- [Work item]
For the material below, output exactly the span from the line with "Ground woman with" to the line with "Ground blue floral", including both, and nothing besides.

- [Extracted records]
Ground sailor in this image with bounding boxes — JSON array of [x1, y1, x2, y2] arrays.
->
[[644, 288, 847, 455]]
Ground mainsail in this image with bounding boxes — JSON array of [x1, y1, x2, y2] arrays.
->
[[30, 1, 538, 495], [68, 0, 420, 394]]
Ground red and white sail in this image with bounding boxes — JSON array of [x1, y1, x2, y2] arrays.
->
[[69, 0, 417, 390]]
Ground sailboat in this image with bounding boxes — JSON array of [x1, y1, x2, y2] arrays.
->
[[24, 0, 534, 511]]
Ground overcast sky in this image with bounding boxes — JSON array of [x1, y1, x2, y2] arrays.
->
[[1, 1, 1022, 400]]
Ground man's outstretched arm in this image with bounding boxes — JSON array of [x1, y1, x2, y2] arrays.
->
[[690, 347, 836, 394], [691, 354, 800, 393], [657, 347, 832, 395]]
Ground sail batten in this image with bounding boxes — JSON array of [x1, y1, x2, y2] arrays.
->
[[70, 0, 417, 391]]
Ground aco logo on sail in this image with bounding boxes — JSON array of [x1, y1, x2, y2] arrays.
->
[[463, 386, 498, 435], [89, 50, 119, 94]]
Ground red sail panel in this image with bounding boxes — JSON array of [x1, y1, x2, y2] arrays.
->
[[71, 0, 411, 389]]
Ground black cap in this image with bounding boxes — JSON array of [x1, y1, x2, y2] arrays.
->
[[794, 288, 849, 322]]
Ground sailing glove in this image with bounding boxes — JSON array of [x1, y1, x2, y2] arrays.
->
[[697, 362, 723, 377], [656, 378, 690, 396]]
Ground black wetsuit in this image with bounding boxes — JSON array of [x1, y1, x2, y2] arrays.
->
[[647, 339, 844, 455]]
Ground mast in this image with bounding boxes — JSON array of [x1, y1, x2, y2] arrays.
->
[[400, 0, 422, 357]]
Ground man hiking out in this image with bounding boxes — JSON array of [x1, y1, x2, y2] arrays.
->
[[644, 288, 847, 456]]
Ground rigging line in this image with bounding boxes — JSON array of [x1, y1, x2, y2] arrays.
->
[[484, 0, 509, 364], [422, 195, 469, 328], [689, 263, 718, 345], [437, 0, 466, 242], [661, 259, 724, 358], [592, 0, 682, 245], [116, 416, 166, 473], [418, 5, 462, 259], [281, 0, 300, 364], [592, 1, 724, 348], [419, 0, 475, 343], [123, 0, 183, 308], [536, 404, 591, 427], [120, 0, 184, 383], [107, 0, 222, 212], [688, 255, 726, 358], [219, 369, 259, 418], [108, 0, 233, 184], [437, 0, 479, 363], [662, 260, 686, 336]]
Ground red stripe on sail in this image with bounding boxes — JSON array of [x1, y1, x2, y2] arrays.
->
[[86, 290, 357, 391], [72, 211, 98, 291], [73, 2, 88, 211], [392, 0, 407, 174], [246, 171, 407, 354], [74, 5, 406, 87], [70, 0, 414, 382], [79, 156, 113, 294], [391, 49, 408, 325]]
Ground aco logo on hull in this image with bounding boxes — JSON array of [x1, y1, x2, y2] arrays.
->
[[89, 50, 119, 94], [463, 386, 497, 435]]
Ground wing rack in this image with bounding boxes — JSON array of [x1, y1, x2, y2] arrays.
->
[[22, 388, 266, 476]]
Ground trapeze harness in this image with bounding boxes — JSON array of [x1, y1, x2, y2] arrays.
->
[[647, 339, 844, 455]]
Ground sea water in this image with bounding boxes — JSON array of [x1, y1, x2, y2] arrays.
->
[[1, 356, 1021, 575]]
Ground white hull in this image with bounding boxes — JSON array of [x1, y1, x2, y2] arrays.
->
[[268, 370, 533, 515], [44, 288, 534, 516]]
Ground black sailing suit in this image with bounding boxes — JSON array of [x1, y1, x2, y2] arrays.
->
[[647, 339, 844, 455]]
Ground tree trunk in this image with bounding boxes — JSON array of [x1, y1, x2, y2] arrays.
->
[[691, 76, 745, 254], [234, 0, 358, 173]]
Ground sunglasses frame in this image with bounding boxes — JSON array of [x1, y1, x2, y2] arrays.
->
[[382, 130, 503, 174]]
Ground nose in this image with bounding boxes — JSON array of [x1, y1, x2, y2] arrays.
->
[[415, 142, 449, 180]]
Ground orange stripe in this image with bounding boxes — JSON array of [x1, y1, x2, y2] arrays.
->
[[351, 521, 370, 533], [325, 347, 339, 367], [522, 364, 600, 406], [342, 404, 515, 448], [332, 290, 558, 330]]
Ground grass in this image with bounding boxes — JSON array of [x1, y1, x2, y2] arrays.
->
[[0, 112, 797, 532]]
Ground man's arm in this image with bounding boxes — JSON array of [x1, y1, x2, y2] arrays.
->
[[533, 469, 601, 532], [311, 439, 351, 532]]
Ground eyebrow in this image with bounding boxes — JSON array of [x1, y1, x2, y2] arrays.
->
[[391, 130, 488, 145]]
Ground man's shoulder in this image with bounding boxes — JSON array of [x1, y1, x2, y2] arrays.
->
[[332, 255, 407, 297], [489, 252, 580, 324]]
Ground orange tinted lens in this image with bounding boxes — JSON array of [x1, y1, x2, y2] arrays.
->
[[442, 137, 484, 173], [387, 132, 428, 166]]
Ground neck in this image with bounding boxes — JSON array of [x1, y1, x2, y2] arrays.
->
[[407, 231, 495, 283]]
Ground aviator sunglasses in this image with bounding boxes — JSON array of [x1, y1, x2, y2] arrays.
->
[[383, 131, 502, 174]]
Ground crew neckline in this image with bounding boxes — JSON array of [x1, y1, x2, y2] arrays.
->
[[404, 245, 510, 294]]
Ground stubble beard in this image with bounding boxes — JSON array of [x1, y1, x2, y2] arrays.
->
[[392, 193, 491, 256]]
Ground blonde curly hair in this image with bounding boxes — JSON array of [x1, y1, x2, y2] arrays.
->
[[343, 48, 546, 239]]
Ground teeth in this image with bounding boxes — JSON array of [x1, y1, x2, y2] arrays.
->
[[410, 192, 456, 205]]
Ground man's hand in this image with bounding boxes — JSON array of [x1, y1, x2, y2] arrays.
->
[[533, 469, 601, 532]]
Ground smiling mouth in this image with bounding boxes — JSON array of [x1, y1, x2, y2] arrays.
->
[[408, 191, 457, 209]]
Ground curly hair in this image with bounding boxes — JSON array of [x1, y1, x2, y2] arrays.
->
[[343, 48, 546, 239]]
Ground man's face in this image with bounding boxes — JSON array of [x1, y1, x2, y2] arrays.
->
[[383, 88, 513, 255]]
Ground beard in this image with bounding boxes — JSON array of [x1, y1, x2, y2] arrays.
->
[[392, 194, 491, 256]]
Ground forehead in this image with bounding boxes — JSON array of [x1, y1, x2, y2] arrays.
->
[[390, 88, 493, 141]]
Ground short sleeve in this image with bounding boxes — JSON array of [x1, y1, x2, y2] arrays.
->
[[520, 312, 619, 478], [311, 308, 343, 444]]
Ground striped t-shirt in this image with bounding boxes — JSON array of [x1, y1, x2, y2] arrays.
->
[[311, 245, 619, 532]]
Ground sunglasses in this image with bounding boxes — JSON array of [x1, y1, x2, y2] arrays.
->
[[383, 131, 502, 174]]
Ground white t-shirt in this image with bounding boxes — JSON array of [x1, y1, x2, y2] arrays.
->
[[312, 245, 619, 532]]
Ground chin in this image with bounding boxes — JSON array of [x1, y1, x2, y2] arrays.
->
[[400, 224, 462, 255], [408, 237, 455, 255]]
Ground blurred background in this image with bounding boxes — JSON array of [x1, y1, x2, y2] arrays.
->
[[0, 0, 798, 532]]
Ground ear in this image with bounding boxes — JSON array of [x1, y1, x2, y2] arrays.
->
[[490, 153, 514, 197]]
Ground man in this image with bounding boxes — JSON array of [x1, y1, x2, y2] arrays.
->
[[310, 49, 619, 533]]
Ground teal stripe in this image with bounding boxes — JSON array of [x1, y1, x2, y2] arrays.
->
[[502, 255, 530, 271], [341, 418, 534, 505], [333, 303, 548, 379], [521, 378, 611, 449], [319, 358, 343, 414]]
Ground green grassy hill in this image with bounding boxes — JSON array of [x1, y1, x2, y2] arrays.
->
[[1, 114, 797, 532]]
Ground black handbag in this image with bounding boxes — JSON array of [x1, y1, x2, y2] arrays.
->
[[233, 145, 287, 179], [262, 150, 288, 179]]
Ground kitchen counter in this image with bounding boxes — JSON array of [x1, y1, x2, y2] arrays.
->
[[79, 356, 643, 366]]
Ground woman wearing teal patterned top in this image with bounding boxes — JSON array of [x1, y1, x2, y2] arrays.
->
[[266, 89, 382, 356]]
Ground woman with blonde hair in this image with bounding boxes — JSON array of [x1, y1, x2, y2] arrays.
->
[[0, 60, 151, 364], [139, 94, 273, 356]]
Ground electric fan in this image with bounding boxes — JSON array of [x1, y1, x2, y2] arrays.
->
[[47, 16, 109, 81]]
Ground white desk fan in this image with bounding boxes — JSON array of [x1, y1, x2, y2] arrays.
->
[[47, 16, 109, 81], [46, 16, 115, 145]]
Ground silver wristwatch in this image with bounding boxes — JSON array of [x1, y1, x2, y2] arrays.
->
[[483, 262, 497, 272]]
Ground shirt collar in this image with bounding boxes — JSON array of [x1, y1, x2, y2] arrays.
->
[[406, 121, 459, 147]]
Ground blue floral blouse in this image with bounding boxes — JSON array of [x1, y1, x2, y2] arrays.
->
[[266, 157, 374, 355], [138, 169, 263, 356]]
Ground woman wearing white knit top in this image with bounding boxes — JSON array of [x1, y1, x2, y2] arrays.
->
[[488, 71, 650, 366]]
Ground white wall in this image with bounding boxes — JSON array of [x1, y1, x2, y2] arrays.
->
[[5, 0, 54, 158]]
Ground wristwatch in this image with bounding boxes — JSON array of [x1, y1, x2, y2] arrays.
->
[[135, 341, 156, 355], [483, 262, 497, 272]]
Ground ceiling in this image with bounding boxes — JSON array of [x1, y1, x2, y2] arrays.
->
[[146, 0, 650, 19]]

- [Answer]
Ground woman with blonde hair in this image with bounding boxes — JSON array of [x1, y1, x2, y2] arrays.
->
[[0, 60, 151, 364], [139, 94, 273, 356]]
Ground electric fan in this image with bounding boxes — JSON array of [x1, y1, x2, y2] arrays.
->
[[47, 16, 109, 81]]
Ground white desk fan in this image with bounding boxes — JSON array of [x1, y1, x2, y2] arrays.
->
[[47, 16, 109, 81], [46, 16, 115, 145]]
Ground silver wristwatch in this image with bounding boxes — JSON array of [x1, y1, x2, y2] arrays.
->
[[483, 262, 497, 272]]
Ground shirt collar in this image with bounding boxes — JSON array of [x1, y1, x2, y2] arrays.
->
[[406, 121, 459, 147]]
Ground blue floral blouse in this image with bounding boxes — JSON array of [x1, y1, x2, y2] arrays.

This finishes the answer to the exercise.